*** Opening of DATASET EXTRACT ***
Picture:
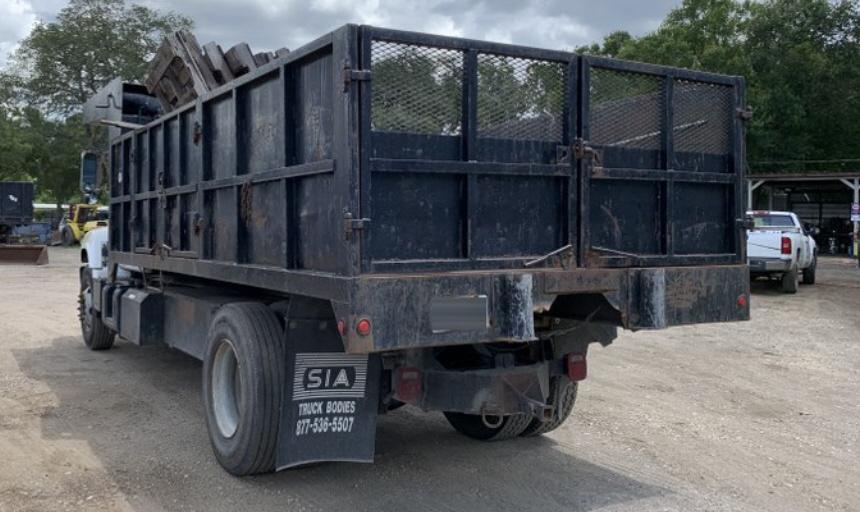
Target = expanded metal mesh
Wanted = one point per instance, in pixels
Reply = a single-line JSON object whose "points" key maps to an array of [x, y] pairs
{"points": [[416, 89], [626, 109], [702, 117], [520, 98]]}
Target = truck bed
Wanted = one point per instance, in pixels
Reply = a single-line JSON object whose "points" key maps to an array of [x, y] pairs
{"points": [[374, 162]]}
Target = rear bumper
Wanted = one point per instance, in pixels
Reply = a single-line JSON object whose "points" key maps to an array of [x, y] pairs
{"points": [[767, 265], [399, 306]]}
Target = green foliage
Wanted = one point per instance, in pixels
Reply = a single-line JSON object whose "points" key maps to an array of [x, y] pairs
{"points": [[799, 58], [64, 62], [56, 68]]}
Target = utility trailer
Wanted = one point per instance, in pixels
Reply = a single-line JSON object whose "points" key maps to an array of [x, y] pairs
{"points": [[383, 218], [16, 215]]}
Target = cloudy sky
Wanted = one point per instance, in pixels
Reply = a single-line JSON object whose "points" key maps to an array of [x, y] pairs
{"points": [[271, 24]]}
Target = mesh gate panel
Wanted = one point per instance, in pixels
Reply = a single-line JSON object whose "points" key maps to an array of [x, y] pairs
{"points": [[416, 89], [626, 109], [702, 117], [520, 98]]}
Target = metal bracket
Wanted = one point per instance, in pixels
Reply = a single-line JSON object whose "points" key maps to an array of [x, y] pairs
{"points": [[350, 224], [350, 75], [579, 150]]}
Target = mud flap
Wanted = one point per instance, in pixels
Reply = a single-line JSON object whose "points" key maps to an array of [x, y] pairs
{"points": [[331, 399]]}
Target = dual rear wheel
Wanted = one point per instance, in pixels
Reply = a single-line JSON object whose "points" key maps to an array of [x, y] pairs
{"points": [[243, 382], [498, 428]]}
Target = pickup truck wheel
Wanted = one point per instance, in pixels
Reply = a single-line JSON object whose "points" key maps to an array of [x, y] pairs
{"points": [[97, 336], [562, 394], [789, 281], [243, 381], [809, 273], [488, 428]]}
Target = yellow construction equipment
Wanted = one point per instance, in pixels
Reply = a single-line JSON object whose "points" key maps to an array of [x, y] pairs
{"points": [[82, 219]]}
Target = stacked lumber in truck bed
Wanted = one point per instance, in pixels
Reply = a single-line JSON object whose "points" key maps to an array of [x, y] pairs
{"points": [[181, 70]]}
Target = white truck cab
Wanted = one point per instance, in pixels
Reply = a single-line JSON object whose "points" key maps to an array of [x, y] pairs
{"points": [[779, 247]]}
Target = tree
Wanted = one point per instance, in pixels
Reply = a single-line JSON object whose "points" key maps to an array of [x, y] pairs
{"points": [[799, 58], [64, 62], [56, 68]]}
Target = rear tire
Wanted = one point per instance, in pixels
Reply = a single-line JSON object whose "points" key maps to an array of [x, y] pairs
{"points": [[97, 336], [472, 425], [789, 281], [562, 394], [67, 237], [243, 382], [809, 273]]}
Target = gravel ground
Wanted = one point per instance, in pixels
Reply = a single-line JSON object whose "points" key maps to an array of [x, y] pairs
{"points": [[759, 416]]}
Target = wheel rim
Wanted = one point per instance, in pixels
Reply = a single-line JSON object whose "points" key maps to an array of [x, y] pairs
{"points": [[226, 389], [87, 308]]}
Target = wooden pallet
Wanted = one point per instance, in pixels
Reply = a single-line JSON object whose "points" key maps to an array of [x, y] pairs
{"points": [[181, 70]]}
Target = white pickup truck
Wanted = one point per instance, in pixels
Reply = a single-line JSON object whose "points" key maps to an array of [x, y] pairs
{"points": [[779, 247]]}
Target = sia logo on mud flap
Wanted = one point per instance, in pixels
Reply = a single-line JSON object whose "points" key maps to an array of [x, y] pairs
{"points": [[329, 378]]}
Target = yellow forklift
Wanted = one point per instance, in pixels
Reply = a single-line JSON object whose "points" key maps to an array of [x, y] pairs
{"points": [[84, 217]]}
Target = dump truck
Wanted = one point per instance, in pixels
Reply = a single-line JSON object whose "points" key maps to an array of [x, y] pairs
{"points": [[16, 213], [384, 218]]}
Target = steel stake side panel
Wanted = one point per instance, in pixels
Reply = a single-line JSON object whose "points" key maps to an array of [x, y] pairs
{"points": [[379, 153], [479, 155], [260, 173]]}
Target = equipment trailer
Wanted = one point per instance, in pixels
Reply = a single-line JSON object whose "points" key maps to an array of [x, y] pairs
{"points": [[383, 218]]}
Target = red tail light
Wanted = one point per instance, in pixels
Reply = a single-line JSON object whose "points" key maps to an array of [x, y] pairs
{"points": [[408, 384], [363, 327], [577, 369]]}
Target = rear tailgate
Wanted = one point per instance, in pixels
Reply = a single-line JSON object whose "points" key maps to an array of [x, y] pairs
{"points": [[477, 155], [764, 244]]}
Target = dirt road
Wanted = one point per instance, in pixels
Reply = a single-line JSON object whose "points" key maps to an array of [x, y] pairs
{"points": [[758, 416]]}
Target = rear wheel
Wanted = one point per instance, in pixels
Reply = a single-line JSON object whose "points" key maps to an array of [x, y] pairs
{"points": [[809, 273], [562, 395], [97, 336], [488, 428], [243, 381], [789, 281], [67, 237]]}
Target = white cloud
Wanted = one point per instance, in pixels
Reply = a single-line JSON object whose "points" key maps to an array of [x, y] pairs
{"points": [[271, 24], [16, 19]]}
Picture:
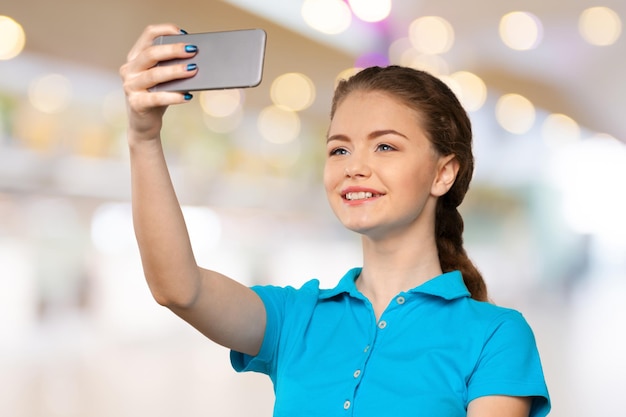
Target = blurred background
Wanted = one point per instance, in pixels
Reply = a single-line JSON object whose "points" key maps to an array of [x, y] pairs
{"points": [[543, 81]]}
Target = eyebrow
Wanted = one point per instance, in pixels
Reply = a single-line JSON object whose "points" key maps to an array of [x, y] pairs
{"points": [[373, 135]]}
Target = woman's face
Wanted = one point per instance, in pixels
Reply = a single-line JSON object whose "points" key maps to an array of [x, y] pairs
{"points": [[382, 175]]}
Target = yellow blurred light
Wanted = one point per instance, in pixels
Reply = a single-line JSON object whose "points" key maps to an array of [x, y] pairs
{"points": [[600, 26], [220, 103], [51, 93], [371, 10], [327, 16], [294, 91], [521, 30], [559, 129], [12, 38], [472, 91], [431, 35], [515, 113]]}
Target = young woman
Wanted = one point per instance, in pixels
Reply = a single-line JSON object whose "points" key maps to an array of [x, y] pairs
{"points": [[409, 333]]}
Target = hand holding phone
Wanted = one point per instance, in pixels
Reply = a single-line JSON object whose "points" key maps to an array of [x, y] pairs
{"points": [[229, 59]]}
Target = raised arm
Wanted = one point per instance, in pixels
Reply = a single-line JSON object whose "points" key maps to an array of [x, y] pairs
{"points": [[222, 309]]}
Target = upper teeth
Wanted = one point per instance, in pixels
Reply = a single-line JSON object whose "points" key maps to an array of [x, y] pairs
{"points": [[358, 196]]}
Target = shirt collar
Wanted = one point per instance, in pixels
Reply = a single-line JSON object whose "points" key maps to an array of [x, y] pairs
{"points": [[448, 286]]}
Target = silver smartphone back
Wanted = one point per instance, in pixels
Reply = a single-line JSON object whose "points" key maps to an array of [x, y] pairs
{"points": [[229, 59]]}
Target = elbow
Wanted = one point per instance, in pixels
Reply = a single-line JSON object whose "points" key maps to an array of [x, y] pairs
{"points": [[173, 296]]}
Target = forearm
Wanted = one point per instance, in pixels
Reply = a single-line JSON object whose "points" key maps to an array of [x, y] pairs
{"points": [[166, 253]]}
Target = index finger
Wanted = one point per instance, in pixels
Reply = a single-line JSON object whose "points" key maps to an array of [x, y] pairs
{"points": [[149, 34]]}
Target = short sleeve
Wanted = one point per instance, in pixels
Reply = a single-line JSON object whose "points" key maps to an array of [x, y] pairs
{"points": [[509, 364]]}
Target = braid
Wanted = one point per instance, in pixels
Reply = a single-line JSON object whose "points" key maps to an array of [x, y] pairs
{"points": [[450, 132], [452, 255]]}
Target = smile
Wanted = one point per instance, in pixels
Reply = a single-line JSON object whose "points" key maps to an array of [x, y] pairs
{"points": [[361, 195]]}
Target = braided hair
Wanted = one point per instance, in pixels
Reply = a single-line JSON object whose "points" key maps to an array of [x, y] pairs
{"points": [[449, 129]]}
*** Close of DATASET EXTRACT ***
→ **YOUR GOAL**
Look through the entries and give the number of lines containing the word "wheel". Add nothing else.

→ **EXERCISE OUTPUT**
4